- _What the task asks_: Output every line of the material exactly.

::::::

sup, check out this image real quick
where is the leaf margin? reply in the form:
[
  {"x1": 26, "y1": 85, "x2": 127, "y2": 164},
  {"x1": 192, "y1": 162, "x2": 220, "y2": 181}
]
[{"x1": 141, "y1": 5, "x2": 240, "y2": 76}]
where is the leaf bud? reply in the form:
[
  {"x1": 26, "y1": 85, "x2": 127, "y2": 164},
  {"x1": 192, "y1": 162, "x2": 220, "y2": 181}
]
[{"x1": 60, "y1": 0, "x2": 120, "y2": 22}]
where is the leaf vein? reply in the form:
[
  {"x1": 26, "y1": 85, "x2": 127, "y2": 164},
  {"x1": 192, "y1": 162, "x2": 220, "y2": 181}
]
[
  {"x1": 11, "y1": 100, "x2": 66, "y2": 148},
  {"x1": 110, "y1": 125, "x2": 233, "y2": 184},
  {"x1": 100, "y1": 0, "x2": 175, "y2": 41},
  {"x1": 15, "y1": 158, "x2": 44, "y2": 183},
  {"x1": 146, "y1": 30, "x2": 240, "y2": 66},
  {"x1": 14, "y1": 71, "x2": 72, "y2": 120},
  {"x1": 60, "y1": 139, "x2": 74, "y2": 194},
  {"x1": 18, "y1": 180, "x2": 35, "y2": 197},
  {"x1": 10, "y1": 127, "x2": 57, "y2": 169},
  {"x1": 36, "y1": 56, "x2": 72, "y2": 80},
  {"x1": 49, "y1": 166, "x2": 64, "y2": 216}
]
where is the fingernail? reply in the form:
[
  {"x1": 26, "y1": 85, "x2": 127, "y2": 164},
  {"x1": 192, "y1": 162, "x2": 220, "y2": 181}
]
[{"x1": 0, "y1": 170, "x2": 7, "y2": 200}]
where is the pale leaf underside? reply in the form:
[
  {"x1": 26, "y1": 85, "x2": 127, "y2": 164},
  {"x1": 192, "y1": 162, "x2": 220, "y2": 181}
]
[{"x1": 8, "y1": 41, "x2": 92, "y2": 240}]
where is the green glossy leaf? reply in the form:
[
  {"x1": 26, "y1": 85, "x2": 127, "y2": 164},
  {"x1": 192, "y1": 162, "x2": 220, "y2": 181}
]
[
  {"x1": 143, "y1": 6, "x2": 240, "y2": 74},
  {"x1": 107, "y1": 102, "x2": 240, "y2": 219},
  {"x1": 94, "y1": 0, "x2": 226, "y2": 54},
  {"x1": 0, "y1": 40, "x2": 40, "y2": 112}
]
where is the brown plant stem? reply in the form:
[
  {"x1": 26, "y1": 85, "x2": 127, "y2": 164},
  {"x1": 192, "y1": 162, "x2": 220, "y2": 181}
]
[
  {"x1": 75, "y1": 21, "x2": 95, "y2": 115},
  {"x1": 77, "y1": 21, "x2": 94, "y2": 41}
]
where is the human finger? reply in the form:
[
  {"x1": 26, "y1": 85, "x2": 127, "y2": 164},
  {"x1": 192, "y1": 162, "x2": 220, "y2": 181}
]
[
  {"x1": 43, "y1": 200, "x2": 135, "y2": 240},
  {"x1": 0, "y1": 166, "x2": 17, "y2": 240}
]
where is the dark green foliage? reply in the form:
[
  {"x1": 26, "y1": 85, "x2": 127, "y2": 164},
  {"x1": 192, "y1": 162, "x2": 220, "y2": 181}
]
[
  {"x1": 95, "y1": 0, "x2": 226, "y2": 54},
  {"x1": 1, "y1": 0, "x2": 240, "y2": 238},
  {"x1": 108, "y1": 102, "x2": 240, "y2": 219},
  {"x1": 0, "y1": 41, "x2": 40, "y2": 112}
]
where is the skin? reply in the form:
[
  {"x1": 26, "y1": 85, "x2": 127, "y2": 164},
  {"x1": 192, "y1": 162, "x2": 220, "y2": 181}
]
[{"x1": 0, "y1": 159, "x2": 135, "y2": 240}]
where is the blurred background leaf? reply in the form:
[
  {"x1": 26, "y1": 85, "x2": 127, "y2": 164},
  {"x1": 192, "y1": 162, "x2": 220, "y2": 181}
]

::::::

- _Result below_:
sup, check out this image real quick
where is the leaf margin? reply in the form:
[
  {"x1": 26, "y1": 85, "x2": 127, "y2": 164},
  {"x1": 192, "y1": 162, "x2": 220, "y2": 181}
]
[{"x1": 141, "y1": 5, "x2": 240, "y2": 76}]
where is the leaf bud? reply in the form:
[
  {"x1": 26, "y1": 85, "x2": 127, "y2": 164},
  {"x1": 192, "y1": 162, "x2": 220, "y2": 181}
]
[{"x1": 60, "y1": 0, "x2": 120, "y2": 22}]
where is the leaf vein? reply in the form:
[
  {"x1": 26, "y1": 85, "x2": 127, "y2": 164},
  {"x1": 192, "y1": 162, "x2": 220, "y2": 181}
]
[
  {"x1": 11, "y1": 100, "x2": 66, "y2": 148},
  {"x1": 110, "y1": 125, "x2": 233, "y2": 184},
  {"x1": 100, "y1": 0, "x2": 175, "y2": 41},
  {"x1": 15, "y1": 158, "x2": 44, "y2": 183},
  {"x1": 146, "y1": 30, "x2": 240, "y2": 66},
  {"x1": 14, "y1": 71, "x2": 72, "y2": 120},
  {"x1": 60, "y1": 139, "x2": 74, "y2": 194},
  {"x1": 18, "y1": 180, "x2": 35, "y2": 197},
  {"x1": 10, "y1": 127, "x2": 57, "y2": 169},
  {"x1": 36, "y1": 56, "x2": 72, "y2": 80},
  {"x1": 49, "y1": 166, "x2": 64, "y2": 216}
]
where is the fingernail? reply in the form:
[
  {"x1": 26, "y1": 85, "x2": 127, "y2": 164},
  {"x1": 192, "y1": 162, "x2": 220, "y2": 181}
]
[{"x1": 0, "y1": 170, "x2": 7, "y2": 200}]
where is the pale leaf underside? reply in the form:
[
  {"x1": 26, "y1": 85, "x2": 127, "y2": 164},
  {"x1": 192, "y1": 162, "x2": 220, "y2": 181}
]
[{"x1": 8, "y1": 41, "x2": 92, "y2": 240}]
where is the green glossy leaf? reply in the form:
[
  {"x1": 26, "y1": 85, "x2": 127, "y2": 164},
  {"x1": 192, "y1": 162, "x2": 220, "y2": 181}
]
[
  {"x1": 143, "y1": 6, "x2": 240, "y2": 74},
  {"x1": 107, "y1": 102, "x2": 240, "y2": 219},
  {"x1": 94, "y1": 0, "x2": 226, "y2": 54},
  {"x1": 0, "y1": 40, "x2": 40, "y2": 112}
]
where is the brown plant stem? reply in the form:
[
  {"x1": 26, "y1": 85, "x2": 127, "y2": 164},
  {"x1": 192, "y1": 162, "x2": 220, "y2": 181}
]
[
  {"x1": 75, "y1": 21, "x2": 95, "y2": 115},
  {"x1": 77, "y1": 21, "x2": 94, "y2": 41}
]
where is the human finger? reply in the form:
[
  {"x1": 26, "y1": 85, "x2": 127, "y2": 164},
  {"x1": 192, "y1": 162, "x2": 220, "y2": 181}
]
[
  {"x1": 43, "y1": 200, "x2": 135, "y2": 240},
  {"x1": 0, "y1": 166, "x2": 17, "y2": 240}
]
where is the dark green foliage? reply in the form:
[
  {"x1": 26, "y1": 85, "x2": 127, "y2": 164},
  {"x1": 192, "y1": 162, "x2": 220, "y2": 181}
]
[
  {"x1": 95, "y1": 0, "x2": 226, "y2": 54},
  {"x1": 1, "y1": 0, "x2": 240, "y2": 238},
  {"x1": 108, "y1": 102, "x2": 240, "y2": 219},
  {"x1": 0, "y1": 41, "x2": 40, "y2": 112}
]
where is the skin? reply in the form:
[
  {"x1": 26, "y1": 85, "x2": 127, "y2": 164},
  {"x1": 192, "y1": 162, "x2": 220, "y2": 181}
]
[{"x1": 0, "y1": 159, "x2": 135, "y2": 240}]
where is the blurred background leaf? reply in the form:
[
  {"x1": 26, "y1": 85, "x2": 127, "y2": 164},
  {"x1": 192, "y1": 162, "x2": 220, "y2": 181}
]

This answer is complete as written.